• [ABOUT THIS TASK]:
Each entry needs to be reproduced verbatim.

(Collected data entries)
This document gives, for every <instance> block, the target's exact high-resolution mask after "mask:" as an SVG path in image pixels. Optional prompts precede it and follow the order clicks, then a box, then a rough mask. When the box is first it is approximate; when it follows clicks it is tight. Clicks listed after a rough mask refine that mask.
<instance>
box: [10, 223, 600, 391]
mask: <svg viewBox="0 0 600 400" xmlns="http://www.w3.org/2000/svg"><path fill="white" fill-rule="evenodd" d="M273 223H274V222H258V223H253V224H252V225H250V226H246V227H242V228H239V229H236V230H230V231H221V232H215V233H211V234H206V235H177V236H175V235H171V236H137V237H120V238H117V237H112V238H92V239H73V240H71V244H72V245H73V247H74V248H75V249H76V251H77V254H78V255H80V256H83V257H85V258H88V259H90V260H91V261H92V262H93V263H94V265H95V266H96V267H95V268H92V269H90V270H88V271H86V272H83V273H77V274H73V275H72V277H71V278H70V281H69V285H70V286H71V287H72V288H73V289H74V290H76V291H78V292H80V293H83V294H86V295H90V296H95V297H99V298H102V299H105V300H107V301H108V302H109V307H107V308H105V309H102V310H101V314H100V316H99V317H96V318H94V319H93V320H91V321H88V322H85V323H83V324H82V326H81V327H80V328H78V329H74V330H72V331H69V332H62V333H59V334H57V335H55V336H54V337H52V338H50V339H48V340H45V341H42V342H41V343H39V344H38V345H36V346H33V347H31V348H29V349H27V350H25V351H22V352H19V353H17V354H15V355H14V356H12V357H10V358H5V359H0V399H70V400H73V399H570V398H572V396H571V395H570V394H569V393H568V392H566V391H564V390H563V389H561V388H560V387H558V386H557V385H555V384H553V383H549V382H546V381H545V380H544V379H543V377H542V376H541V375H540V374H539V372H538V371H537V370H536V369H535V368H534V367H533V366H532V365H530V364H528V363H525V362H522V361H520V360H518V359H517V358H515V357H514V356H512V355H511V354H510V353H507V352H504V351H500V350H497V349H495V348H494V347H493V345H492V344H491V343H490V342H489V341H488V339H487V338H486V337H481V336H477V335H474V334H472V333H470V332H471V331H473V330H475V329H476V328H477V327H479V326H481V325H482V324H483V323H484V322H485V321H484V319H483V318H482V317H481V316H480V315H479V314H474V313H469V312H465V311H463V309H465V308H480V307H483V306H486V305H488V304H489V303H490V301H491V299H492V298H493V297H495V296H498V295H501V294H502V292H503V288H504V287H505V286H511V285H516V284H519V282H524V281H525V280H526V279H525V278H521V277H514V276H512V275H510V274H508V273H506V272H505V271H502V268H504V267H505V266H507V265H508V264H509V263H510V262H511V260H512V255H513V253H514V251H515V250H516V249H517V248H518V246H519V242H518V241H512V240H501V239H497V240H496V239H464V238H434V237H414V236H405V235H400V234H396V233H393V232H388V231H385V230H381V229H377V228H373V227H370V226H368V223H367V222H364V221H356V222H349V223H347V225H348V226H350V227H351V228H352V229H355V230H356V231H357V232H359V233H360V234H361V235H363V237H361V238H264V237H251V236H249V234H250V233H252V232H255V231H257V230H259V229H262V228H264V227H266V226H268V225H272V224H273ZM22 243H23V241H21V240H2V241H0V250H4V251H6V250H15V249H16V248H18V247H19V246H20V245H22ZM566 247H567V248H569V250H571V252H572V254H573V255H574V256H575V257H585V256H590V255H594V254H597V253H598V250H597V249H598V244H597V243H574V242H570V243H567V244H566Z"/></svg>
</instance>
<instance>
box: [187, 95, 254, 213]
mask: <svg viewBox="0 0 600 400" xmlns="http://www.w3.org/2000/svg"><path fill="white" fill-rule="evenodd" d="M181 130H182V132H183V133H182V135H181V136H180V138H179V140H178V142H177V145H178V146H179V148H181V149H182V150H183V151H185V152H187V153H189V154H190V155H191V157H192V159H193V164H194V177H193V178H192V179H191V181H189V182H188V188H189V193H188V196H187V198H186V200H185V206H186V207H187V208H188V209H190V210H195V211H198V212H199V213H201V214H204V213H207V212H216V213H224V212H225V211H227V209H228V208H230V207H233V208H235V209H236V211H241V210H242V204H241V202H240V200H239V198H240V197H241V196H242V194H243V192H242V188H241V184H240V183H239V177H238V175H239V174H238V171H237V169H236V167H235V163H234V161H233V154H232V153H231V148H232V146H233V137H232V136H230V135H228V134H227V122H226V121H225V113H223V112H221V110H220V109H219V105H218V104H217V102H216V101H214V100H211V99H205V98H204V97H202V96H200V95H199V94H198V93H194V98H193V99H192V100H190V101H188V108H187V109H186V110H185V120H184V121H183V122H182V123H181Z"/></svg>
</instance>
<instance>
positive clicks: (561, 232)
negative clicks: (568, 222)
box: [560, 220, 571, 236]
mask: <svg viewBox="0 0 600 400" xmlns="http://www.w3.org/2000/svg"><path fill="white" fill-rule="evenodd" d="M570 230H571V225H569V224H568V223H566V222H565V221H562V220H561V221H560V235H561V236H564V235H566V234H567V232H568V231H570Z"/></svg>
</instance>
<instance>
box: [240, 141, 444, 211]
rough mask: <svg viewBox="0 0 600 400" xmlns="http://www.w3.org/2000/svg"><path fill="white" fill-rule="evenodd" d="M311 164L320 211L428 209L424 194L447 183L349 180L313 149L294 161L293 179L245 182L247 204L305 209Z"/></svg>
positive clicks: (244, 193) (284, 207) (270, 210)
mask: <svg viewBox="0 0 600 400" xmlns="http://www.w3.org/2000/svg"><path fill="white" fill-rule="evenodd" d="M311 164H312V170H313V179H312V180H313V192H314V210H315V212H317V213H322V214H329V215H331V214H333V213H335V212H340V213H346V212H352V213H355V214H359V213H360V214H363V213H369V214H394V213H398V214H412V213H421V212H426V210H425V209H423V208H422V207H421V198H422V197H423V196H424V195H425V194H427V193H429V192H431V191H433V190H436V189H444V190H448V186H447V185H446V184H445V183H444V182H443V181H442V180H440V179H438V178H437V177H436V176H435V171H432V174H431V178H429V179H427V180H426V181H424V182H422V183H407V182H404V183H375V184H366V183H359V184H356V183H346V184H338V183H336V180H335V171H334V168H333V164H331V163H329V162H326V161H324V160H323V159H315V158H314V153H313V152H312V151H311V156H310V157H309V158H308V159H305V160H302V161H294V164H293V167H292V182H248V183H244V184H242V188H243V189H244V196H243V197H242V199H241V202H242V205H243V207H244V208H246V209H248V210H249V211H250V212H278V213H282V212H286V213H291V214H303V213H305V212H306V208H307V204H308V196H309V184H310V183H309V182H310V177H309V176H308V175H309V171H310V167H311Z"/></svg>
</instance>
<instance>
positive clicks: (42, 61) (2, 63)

• [REPLY]:
This document gives, for every <instance> block, the target's exact high-resolution mask after "mask:" as an SVG path in image pixels. Optional prompts precede it and follow the order clicks, then a box, then a rough mask. When the box is first it is approximate; when it follows clicks it is tight. Clicks listed after a rough mask refine that mask.
<instance>
box: [10, 223, 600, 391]
mask: <svg viewBox="0 0 600 400" xmlns="http://www.w3.org/2000/svg"><path fill="white" fill-rule="evenodd" d="M273 223H274V222H258V223H253V224H252V225H250V226H246V227H242V228H239V229H236V230H230V231H221V232H215V233H211V234H206V235H177V236H175V235H171V236H137V237H120V238H117V237H112V238H92V239H73V240H71V244H72V245H73V247H74V248H75V249H76V251H77V254H78V255H80V256H83V257H85V258H88V259H90V260H91V261H92V262H93V263H94V265H95V266H96V267H95V268H92V269H90V270H88V271H86V272H83V273H77V274H73V275H72V277H71V278H70V281H69V285H70V286H71V287H72V288H73V289H74V290H76V291H78V292H80V293H83V294H86V295H90V296H95V297H99V298H102V299H105V300H107V301H108V302H109V307H107V308H105V309H102V310H101V314H100V316H99V317H96V318H94V319H93V320H91V321H88V322H85V323H83V324H82V326H81V327H80V328H78V329H74V330H72V331H69V332H62V333H59V334H57V335H55V336H54V337H52V338H50V339H48V340H45V341H42V342H41V343H39V344H38V345H36V346H33V347H31V348H29V349H27V350H25V351H22V352H19V353H17V354H15V355H14V356H12V357H10V358H5V359H0V399H70V400H73V399H570V398H572V396H571V395H570V394H569V393H568V392H566V391H564V390H563V389H561V388H560V387H558V386H557V385H555V384H553V383H549V382H546V381H545V380H544V379H543V377H542V376H541V375H540V374H539V372H538V371H537V370H536V369H535V368H534V367H533V366H532V365H530V364H528V363H525V362H522V361H520V360H518V359H517V358H515V357H514V356H512V355H511V354H510V353H507V352H504V351H500V350H497V349H495V348H494V347H493V345H492V344H491V343H490V342H489V341H488V339H487V338H486V337H481V336H477V335H474V334H472V333H470V332H471V331H473V330H475V329H476V328H477V327H479V326H481V325H482V324H483V323H484V322H485V321H484V319H483V318H482V317H481V316H480V315H479V314H474V313H469V312H465V311H463V309H465V308H480V307H483V306H486V305H488V304H489V303H490V301H491V299H492V298H493V297H495V296H498V295H501V294H502V292H503V288H504V287H505V286H511V285H516V284H519V282H524V281H525V280H526V279H525V278H521V277H514V276H512V275H510V274H508V273H506V272H505V271H502V268H504V267H505V266H507V265H508V264H509V263H510V262H511V260H512V255H513V253H514V251H515V250H516V249H517V248H518V246H519V242H518V241H512V240H501V239H497V240H496V239H464V238H434V237H414V236H405V235H400V234H396V233H393V232H388V231H385V230H381V229H377V228H373V227H370V226H368V223H367V222H364V221H356V222H349V223H347V225H348V226H350V227H351V228H352V229H355V230H356V231H357V232H359V233H360V234H361V235H363V237H361V238H264V237H251V236H249V234H250V233H252V232H255V231H257V230H259V229H262V228H264V227H266V226H268V225H272V224H273ZM22 243H23V241H21V240H2V241H0V250H4V251H6V250H15V249H16V248H18V247H19V246H20V245H22ZM566 247H567V248H569V250H571V252H572V254H573V255H574V256H575V257H585V256H590V255H594V254H597V253H598V250H597V249H598V244H597V243H574V242H570V243H567V244H566Z"/></svg>
</instance>
<instance>
box: [187, 95, 254, 213]
mask: <svg viewBox="0 0 600 400" xmlns="http://www.w3.org/2000/svg"><path fill="white" fill-rule="evenodd" d="M181 130H182V132H183V133H182V135H181V136H180V138H179V140H178V142H177V145H178V146H179V148H181V149H182V150H183V151H185V152H187V153H189V154H190V155H191V157H192V159H193V164H194V177H193V178H192V179H191V181H189V182H188V188H189V193H188V196H187V198H186V200H185V206H186V207H187V208H188V209H190V210H195V211H198V212H199V213H201V214H204V213H207V212H216V213H224V212H225V211H227V209H228V208H230V207H233V208H235V209H236V211H241V210H242V204H241V202H240V200H239V198H240V197H241V196H242V194H243V192H242V188H241V184H240V183H239V177H238V175H239V174H238V171H237V169H236V167H235V163H234V161H233V154H232V153H231V148H232V146H233V137H232V136H230V135H228V134H227V122H226V121H225V113H223V112H221V110H220V109H219V105H218V104H217V102H216V101H214V100H211V99H205V98H204V97H202V96H200V95H199V94H198V93H194V98H193V99H192V100H190V101H188V108H187V109H186V110H185V120H184V121H183V122H182V123H181Z"/></svg>
</instance>
<instance>
positive clicks: (561, 232)
negative clicks: (568, 222)
box: [560, 220, 571, 236]
mask: <svg viewBox="0 0 600 400" xmlns="http://www.w3.org/2000/svg"><path fill="white" fill-rule="evenodd" d="M570 230H571V225H569V224H568V223H566V222H565V221H562V220H561V221H560V235H561V236H564V235H566V234H567V232H568V231H570Z"/></svg>
</instance>
<instance>
box: [240, 141, 444, 211]
rough mask: <svg viewBox="0 0 600 400" xmlns="http://www.w3.org/2000/svg"><path fill="white" fill-rule="evenodd" d="M311 164L320 211L428 209L424 194L447 183L349 180L313 149L294 161L293 179L245 182L247 204L305 209Z"/></svg>
positive clicks: (244, 193) (284, 207) (270, 210)
mask: <svg viewBox="0 0 600 400" xmlns="http://www.w3.org/2000/svg"><path fill="white" fill-rule="evenodd" d="M311 164H312V170H313V179H312V180H313V192H314V210H315V212H317V213H322V214H329V215H331V214H333V213H335V212H340V213H346V212H352V213H355V214H359V213H360V214H363V213H369V214H394V213H398V214H412V213H421V212H426V210H425V209H423V208H422V207H421V198H422V197H423V196H424V195H425V194H427V193H429V192H431V191H433V190H436V189H444V190H448V186H447V185H446V184H445V183H444V182H443V181H442V180H440V179H438V178H437V177H436V176H435V171H432V174H431V178H429V179H427V180H426V181H424V182H422V183H407V182H404V183H375V184H366V183H359V184H356V183H346V184H338V183H336V180H335V171H334V168H333V164H331V163H329V162H326V161H324V160H323V159H315V158H314V153H313V152H312V151H311V156H310V157H309V158H308V159H305V160H302V161H294V164H293V167H292V182H248V183H244V184H242V188H243V189H244V196H243V197H242V199H241V202H242V205H243V207H244V208H246V209H248V210H249V211H250V212H278V213H282V212H286V213H291V214H303V213H305V212H306V208H307V204H308V196H309V184H310V183H309V182H310V177H309V176H308V175H309V171H310V167H311Z"/></svg>
</instance>
<instance>
positive clicks: (42, 61) (2, 63)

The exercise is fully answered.